┌────────

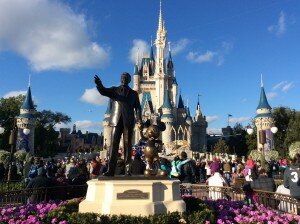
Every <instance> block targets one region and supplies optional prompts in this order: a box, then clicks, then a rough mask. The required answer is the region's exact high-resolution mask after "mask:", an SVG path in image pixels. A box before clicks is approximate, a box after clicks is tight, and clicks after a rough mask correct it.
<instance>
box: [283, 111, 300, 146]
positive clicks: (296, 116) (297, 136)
mask: <svg viewBox="0 0 300 224" xmlns="http://www.w3.org/2000/svg"><path fill="white" fill-rule="evenodd" d="M296 141H300V111H298V112H296V114H295V116H294V117H293V119H290V122H289V125H288V129H287V133H286V138H285V141H284V144H285V145H286V146H287V147H290V145H291V144H292V143H293V142H296Z"/></svg>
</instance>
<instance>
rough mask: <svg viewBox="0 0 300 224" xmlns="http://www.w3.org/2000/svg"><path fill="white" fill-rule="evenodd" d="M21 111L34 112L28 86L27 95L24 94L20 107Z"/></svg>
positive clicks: (26, 94)
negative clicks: (31, 111)
mask: <svg viewBox="0 0 300 224" xmlns="http://www.w3.org/2000/svg"><path fill="white" fill-rule="evenodd" d="M21 109H25V110H34V104H33V101H32V96H31V89H30V86H28V90H27V94H26V97H25V100H24V102H23V104H22V106H21Z"/></svg>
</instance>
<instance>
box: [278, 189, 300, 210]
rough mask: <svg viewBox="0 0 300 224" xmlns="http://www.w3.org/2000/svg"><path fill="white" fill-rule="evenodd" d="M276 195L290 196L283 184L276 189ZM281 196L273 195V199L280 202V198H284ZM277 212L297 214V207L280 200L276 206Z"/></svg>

└────────

• **Exercise aim**
Pictures aside, retype the material exactly.

• **Solution for this exercise**
Every <instance> block targets one region and supplies optional prompts in this order: a box, then clicks, then a rough mask. The required answer is the region's exact high-resolution mask after "mask:", an SVG path in image pixels. A box before clicks is approximate, a box after clicks is tight, and clicks after a rough mask correct it.
<instance>
box: [283, 111, 300, 146]
positive clicks: (296, 116) (297, 136)
mask: <svg viewBox="0 0 300 224" xmlns="http://www.w3.org/2000/svg"><path fill="white" fill-rule="evenodd" d="M296 141H300V111H298V112H296V114H295V116H294V117H293V119H290V122H289V125H288V129H287V133H286V138H285V141H284V144H285V145H286V146H287V147H290V145H291V144H292V143H293V142H296Z"/></svg>
</instance>
<instance>
rough mask: <svg viewBox="0 0 300 224" xmlns="http://www.w3.org/2000/svg"><path fill="white" fill-rule="evenodd" d="M21 111L34 112L28 86L27 95L24 94L20 107Z"/></svg>
positive clicks: (26, 94)
negative clicks: (31, 111)
mask: <svg viewBox="0 0 300 224" xmlns="http://www.w3.org/2000/svg"><path fill="white" fill-rule="evenodd" d="M21 109H25V110H34V104H33V101H32V96H31V89H30V86H28V90H27V94H26V97H25V100H24V102H23V104H22V106H21Z"/></svg>
</instance>
<instance>
box: [278, 189, 300, 210]
rough mask: <svg viewBox="0 0 300 224" xmlns="http://www.w3.org/2000/svg"><path fill="white" fill-rule="evenodd" d="M276 195L290 196L283 184L276 189ZM281 196L273 195V199L280 202V198H284ZM277 212L297 214V207L280 200L276 206Z"/></svg>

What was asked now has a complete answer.